**Work instructions**:
A – In the workshop announcement below, what is the deadline for submitting an extended abstract?
B – Retype everything in the workshop announcement below from "This one-day workshop" down to "models would predict.".
C – Extend the workshop announcement on cognitive biases in visualizations, beginning after its final sentence.

**Extracted text**:
------------------------------------------------
[Infovis] IEEE VIS 2014 CFP: Workshop on Dealing with Cognitive Biases in Visualizations

G.Elisabeta Marai g.elisabeta.marai at gmail.com
Tue Jul 29 01:19:48 CEST 2014




Workshop on Dealing with Cognitive Biases in Visualizations
http://decisive-workshop.dbvis.de/ <http://ocbworkshop.dbvis.de/>

This one-day workshop will be held as part of *IEEE VIS 2014*
<http://ieeevis.org/>, in Paris, 9-14 November

- Submission of extended abstract: 19th Sept

- Notifications of acceptance: 6th Oct

- Workshop day: 9/10th Nov (exact date to be confirmed)


Our inherent reliance on mental shortcuts, or heuristics, sometimes results
in deviations in judgment from what rational decision models would predict.
These deviations are known as cognitive biases. Heuristics allow us to make
“good enough” decisions without expending all of our cognitive effort on
the task, however, in critical decision environments, “good enough” is
often NOT good enough. Visualization tools are increasingly adept at making
sense of complex data, but researchers who study cognitive biases have come
to realize that the quality of decisions made with these tools are often
impaired because tool designers fail to address how heuristics and biases
operate in a human-computer interactive setting. Despite decades of
research on cognitive biases in controlled settings, there is yet no
“recipe book” for experimentally-validated tools and techniques to avoid
judgment biases when building tools for solving complex problems in the
real world. As well as considering software mitigation solutions, we would
also like to explore whether the way we visualize data is subject to
cognitive biases.
------------------------------------------------
**Collected data**:

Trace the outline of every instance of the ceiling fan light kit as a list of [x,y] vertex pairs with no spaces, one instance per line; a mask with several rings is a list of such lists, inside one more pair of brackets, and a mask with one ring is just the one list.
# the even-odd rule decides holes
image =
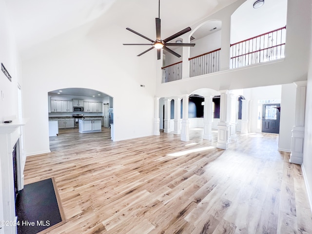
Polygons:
------------------------------------------------
**Per-task outputs**:
A – 19th Sept

B –
This one-day workshop will be held as part of *IEEE VIS 2014*
<http://ieeevis.org/>, in Paris, 9-14 November

- Submission of extended abstract: 19th Sept

- Notifications of acceptance: 6th Oct

- Workshop day: 9/10th Nov (exact date to be confirmed)


Our inherent reliance on mental shortcuts, or heuristics, sometimes results
in deviations in judgment from what rational decision models would predict.

C –
We invite participants from a wide range of disciplines such as information
visualization, visual analytics, software engineering, cognitive psychology
and decision science, as well as those close to end-user groups like
intelligence analysts, to explore some of the ways in which biases impact
user performance and share ideas and experiences about practical ways to
reduce or overcome these potentially harmful effects.

Topics of interest include, but are not limited to:

   - analytic techniques to mitigate cognitive biases
   - cognitive biases and information visualization
   - integrating cognitive bias mitigation into existing software
   - measuring susceptibility to cognitive bias
   - empirical methods for investigating cognitive biases
   - cognitive biases in collaborative systems
   - new classification schemes for cognitive biases
   - persuasive technology
   - evaluation techniques/methodologies
   - survey/SOTA

The workshop will include invited talks, short individual presentations,
panel sessions and group activities and will provide a forum for
participants to exchange ideas and establish a roadmap of the state of the
art and identify future research potential. We hope to grow this
interdisciplinary community to promote future collaboration.

We invite authors to submit an extended abstract (about 2 pages) of either
a position or technical paper. All submissions will be peer-reviewed and
judged on the basis of originality, contribution to the field, and
relevance to the workshop. Authors will then be invited to contribute to
the workshop through individual presentations and to submit full papers,
which will be published in the workshop proceedings. Further details will
be given in due course.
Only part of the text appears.